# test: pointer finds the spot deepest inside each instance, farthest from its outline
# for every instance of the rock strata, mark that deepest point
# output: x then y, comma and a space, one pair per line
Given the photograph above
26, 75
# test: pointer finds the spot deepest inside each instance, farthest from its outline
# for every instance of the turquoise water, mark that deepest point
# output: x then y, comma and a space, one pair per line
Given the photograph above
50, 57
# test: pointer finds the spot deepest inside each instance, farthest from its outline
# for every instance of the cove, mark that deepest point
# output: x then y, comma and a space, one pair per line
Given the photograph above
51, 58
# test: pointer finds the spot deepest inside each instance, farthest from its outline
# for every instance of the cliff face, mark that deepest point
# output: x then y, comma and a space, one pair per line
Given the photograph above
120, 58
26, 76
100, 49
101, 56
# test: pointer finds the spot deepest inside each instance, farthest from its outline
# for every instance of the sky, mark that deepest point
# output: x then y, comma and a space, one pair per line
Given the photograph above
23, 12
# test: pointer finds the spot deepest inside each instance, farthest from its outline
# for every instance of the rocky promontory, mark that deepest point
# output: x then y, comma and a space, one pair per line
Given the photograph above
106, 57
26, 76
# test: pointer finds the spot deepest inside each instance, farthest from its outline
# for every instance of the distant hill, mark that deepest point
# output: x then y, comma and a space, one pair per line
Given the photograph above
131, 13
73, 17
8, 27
****************
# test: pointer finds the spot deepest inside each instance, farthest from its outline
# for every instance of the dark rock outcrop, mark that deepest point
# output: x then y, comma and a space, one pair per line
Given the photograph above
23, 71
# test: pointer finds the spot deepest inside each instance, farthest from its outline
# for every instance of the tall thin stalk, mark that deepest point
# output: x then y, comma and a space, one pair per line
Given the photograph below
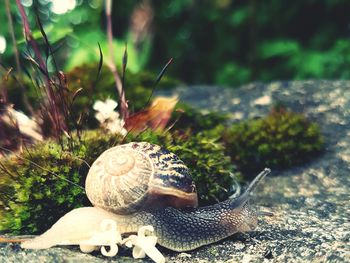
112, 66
****************
Pick out every line in the rows above that contains the word "mark", and copy each one.

• **Reply to the exercise**
# for every instance of the rock strata, mark that deepest point
# for every instance of the turquoise water, mark that deepest point
# for every instance of the cove, mark that deepest point
# for every instance of the cliff face, mark that deepest point
# for every instance of the sky, mark that deepest point
# for every instance of the rocky promontory, mark that deepest point
# for every instance of the distant hill, mark that deepest point
# for every instance of the dark rock outcrop, mark that deepest point
# for every instance of the tall thin stalk, mark that deepest point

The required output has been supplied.